#### Records supplied:
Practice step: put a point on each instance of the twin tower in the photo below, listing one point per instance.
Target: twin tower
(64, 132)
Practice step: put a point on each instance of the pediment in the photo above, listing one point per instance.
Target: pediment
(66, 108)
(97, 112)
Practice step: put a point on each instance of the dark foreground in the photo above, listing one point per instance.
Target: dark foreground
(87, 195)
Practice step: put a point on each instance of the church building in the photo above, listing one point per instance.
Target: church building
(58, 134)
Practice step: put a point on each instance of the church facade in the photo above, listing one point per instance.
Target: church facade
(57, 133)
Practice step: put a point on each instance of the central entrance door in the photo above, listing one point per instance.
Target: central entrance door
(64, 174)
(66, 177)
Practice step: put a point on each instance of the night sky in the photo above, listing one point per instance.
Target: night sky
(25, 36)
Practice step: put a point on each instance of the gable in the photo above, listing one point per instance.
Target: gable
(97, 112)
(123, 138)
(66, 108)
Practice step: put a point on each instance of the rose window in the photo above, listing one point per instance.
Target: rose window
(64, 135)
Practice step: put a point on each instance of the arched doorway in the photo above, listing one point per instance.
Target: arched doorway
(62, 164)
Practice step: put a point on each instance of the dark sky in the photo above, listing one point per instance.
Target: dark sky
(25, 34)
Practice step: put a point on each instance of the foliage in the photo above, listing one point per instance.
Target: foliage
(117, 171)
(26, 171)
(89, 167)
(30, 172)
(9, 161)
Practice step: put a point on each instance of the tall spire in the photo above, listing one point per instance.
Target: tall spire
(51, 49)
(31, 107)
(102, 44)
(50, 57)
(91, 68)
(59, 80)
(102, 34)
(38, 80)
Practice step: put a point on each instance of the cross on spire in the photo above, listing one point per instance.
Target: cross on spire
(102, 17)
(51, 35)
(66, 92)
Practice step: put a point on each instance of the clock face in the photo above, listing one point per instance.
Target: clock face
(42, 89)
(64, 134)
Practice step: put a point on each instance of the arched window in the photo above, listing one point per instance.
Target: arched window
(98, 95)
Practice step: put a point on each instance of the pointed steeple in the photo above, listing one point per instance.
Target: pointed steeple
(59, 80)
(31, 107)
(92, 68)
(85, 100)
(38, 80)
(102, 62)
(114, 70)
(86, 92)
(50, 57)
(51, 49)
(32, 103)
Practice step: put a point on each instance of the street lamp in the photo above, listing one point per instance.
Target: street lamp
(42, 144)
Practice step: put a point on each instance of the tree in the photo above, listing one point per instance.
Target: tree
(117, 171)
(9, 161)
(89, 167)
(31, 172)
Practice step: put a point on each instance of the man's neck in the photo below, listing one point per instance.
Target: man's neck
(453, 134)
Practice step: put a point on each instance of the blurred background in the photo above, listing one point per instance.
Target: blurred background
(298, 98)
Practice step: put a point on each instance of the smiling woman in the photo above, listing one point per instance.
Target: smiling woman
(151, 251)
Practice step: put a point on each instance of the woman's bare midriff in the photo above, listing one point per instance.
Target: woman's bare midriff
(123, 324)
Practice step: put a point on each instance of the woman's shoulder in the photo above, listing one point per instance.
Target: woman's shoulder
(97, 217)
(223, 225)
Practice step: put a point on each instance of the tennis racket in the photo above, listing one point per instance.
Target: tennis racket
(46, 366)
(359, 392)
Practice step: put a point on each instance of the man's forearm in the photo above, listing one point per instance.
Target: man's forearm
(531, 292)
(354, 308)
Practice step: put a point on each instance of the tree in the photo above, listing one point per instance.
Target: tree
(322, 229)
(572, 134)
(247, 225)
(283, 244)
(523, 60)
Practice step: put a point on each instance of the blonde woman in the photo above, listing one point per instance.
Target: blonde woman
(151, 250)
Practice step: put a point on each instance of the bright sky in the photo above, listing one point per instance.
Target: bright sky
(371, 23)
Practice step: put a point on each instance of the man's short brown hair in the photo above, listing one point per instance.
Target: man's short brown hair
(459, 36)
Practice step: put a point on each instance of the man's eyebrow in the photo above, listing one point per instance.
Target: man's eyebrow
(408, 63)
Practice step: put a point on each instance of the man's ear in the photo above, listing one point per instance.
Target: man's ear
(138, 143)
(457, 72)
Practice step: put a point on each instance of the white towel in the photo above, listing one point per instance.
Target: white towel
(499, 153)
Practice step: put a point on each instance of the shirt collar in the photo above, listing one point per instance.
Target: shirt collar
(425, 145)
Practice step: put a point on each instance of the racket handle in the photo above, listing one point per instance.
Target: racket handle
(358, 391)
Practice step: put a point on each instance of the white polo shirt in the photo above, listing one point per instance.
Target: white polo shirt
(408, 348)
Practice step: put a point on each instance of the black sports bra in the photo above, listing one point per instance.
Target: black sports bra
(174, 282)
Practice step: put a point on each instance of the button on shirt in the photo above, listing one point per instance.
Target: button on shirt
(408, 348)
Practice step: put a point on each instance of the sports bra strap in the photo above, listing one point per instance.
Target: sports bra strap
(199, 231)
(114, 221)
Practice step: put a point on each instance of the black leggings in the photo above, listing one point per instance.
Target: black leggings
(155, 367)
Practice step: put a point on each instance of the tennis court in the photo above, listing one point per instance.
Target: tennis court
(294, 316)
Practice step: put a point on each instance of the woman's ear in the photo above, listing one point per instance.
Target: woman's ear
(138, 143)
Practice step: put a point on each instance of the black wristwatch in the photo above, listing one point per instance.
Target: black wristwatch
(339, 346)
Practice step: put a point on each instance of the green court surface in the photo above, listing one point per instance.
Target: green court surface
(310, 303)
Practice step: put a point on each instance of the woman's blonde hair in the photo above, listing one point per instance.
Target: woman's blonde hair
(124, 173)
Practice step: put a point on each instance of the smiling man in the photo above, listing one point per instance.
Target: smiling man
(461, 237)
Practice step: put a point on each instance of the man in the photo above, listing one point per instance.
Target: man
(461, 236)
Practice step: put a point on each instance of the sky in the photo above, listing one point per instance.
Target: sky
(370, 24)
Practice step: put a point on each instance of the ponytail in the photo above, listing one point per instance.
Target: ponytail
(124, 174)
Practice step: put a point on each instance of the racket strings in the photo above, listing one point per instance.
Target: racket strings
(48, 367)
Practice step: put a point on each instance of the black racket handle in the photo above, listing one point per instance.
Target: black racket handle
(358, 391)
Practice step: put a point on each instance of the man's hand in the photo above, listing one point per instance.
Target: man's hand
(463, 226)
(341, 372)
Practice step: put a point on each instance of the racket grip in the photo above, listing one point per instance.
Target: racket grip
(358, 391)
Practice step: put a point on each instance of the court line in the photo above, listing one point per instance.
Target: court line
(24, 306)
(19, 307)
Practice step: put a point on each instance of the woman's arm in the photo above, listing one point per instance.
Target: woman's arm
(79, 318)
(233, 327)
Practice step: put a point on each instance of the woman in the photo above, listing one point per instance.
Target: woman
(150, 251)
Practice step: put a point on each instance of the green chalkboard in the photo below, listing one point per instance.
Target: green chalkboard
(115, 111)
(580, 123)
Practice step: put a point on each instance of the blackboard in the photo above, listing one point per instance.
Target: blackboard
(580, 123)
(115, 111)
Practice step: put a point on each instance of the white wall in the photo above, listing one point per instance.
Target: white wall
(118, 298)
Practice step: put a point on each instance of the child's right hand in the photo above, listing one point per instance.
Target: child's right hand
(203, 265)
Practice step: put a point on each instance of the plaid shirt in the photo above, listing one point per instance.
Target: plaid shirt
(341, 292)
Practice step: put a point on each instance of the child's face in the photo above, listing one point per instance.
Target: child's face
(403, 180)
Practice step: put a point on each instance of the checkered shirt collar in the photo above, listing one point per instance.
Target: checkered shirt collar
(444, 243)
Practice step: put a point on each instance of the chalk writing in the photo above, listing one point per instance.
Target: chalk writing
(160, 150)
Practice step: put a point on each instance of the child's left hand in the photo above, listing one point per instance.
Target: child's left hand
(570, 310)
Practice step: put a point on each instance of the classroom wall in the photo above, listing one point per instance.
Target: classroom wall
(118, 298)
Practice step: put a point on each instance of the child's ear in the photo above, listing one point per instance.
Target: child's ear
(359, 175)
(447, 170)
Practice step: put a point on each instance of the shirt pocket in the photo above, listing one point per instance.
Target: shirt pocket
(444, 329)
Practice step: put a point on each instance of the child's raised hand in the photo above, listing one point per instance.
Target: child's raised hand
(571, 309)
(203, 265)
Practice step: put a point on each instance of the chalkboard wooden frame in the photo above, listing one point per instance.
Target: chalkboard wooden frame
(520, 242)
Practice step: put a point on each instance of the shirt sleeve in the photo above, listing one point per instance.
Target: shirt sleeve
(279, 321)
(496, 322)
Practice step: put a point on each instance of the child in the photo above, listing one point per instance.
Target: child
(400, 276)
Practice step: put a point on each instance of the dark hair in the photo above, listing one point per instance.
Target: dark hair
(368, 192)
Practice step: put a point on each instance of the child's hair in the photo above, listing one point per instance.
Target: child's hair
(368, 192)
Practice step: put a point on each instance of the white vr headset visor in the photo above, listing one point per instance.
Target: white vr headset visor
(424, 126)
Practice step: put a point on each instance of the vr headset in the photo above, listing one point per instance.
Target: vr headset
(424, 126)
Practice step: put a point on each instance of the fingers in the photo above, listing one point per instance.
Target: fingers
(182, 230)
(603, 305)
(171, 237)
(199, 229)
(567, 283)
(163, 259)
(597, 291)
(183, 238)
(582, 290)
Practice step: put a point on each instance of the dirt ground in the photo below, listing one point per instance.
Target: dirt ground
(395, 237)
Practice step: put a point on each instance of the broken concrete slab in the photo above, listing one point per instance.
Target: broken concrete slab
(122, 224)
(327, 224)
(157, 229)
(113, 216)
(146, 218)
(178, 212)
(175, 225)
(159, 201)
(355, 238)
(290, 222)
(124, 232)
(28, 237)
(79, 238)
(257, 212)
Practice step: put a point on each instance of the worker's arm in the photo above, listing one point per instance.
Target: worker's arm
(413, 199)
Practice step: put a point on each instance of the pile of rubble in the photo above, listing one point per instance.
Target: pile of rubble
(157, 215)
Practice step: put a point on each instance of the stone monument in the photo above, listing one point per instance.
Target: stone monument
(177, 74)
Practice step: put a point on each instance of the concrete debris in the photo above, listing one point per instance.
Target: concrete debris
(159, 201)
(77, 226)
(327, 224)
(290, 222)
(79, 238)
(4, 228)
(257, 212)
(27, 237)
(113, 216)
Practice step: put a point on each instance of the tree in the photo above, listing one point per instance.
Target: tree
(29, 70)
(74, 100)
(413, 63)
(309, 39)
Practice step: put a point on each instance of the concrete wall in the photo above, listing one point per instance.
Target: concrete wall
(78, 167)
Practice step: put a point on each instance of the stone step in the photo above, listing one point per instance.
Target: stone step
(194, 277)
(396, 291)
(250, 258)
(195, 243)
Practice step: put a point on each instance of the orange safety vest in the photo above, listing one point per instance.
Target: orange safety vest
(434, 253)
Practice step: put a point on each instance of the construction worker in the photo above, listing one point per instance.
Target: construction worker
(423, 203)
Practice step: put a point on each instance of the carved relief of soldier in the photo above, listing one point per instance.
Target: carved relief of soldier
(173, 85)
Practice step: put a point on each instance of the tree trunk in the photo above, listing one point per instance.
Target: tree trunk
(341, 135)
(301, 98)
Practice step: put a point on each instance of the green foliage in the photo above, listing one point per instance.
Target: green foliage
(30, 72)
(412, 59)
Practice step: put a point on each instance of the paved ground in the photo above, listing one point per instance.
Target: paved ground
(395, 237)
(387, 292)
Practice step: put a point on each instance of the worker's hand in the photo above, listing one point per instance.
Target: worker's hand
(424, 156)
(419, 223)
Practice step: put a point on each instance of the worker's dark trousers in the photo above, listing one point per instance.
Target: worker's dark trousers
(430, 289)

#### Description of the task:
Transcribe only the trailing portion of the entries above: the line that contains "Practice step: put a point on each instance of the paved" and each line after it.

#### Exercise response:
Practice step: put a point on each instance of the paved ground in the photo above, listing one point per instance.
Target: paved ground
(395, 237)
(387, 292)
Practice step: put a point on each instance of the worker's hand in the photo above, listing one point per instance.
Target: worker's hand
(424, 156)
(419, 223)
Practice step: put a point on each instance of the worker's dark trousers in the photo above, listing one point per instance.
Target: worker's dark trousers
(430, 289)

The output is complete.